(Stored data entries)
● ● ● ● ● ● ●

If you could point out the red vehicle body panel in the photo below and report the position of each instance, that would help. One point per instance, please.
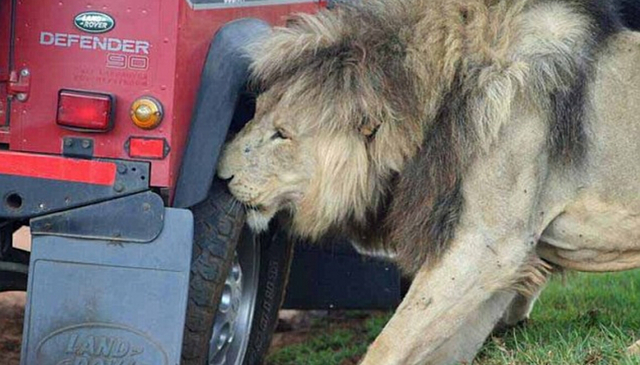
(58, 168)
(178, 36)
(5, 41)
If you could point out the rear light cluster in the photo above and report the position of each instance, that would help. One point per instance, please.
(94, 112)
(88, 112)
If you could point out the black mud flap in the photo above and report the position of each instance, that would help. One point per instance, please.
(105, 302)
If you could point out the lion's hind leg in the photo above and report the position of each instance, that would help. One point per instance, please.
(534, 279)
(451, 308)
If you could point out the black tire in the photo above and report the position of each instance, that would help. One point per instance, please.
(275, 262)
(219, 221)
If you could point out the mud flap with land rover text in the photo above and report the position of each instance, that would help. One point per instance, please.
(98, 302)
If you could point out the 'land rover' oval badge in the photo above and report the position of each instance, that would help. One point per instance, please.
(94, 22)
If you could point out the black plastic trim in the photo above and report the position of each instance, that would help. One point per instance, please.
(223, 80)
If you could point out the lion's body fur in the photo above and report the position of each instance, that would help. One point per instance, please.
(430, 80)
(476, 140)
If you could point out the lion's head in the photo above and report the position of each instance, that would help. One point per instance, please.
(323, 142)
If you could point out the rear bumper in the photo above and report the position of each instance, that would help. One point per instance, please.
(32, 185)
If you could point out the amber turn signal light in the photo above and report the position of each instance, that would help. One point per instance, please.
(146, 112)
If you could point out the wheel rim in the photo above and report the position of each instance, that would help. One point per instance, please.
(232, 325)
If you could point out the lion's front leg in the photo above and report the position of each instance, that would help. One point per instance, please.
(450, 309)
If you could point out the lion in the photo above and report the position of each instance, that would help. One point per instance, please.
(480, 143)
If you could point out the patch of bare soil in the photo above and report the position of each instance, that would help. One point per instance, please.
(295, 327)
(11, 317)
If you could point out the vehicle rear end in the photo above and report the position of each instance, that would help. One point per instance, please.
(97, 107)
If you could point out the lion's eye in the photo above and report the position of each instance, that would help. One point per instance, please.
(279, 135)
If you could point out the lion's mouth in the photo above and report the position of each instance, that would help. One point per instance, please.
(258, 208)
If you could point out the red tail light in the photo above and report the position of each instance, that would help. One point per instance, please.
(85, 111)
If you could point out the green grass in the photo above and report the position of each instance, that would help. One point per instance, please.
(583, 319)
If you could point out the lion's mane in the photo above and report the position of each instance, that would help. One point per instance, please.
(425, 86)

● ● ● ● ● ● ●

= Stated task =
Please give the material above as a numbered list, leaving out any blank lines and the pictures.

= Answer =
1. If you could point out the red vehicle body panel in the photo below and report the position of each instance, that would help. One point per instance, please.
2. (58, 168)
3. (178, 36)
4. (5, 41)
5. If you could point out the rear light cluster in the photo above and report the position of each instance, that would help. One point per instance, please.
6. (94, 112)
7. (88, 112)
8. If you could point out the black mud flap in the photo above and report the position of each instance, that would help. One point per instance, please.
9. (105, 302)
10. If you could point out the lion's hind leg in the photo above and report the position of each instance, that would help. One point per instance, please.
11. (534, 279)
12. (451, 308)
13. If you could point out the black tire in the photo above and report the position of each instance, that would help. One point per instance, please.
14. (275, 262)
15. (219, 221)
16. If you could point out the mud flap with land rover text in the photo above and report the position of each instance, that would help. One point per instance, please.
17. (98, 302)
18. If you could point out the 'land rover' oval badge in the photo above and report the position of each instance, that would help. One point per instance, please.
19. (94, 22)
20. If you could point out the black plastic trim in the photo above and report the position of each instance, that would help. One point per instance, please.
21. (223, 80)
22. If you could point out the lion's body fur in the photo above and report the position of each instance, that would help. One point per instance, please.
23. (430, 80)
24. (476, 140)
25. If you could point out the lion's head in the photo above and report the position of each instance, that would help. One point per instance, please.
26. (323, 142)
27. If you could point out the rear bumper in the photo above and report the position of each instance, that would help. One point per instance, please.
28. (32, 185)
29. If you could point out the amber turn signal light in the photo above and report the position of each instance, that would help. One point per instance, please.
30. (146, 112)
31. If you could point out the wheel rim in the photo above and report the position of each instance, that would help. One point per instance, please.
32. (232, 325)
33. If you could point out the lion's front leg in the photo above and report the position of each instance, that would help. One point per instance, please.
34. (450, 309)
35. If you could point out the lion in the photo above and report the position of each instance, that would help. One point per instance, please.
36. (480, 143)
37. If you could point out the patch of bare soil in the photo above and report the position of each instance, that would help. One point per instance, please.
38. (295, 327)
39. (11, 317)
40. If you could point out the vehicle rear end in the photo above and report the position of each instance, that would help. One point per instance, please.
41. (97, 107)
42. If you could point out the lion's eye in the photo above and report the position of each instance, that would help. One point per instance, please.
43. (279, 135)
44. If you could point out the lion's mouth in the photo above and report the position of each instance, that would help. One point per instance, please.
45. (258, 208)
46. If you could point out the red tail light in the photo above and report the position of each instance, that would help. One point per instance, please.
47. (85, 111)
48. If you could point out the green grass in the photo above and report the position of each instance, that would help. One point per instance, please.
49. (583, 319)
50. If you could point out the lion's mane in the photo above and report the position of each instance, that would help. One point per instance, please.
51. (425, 86)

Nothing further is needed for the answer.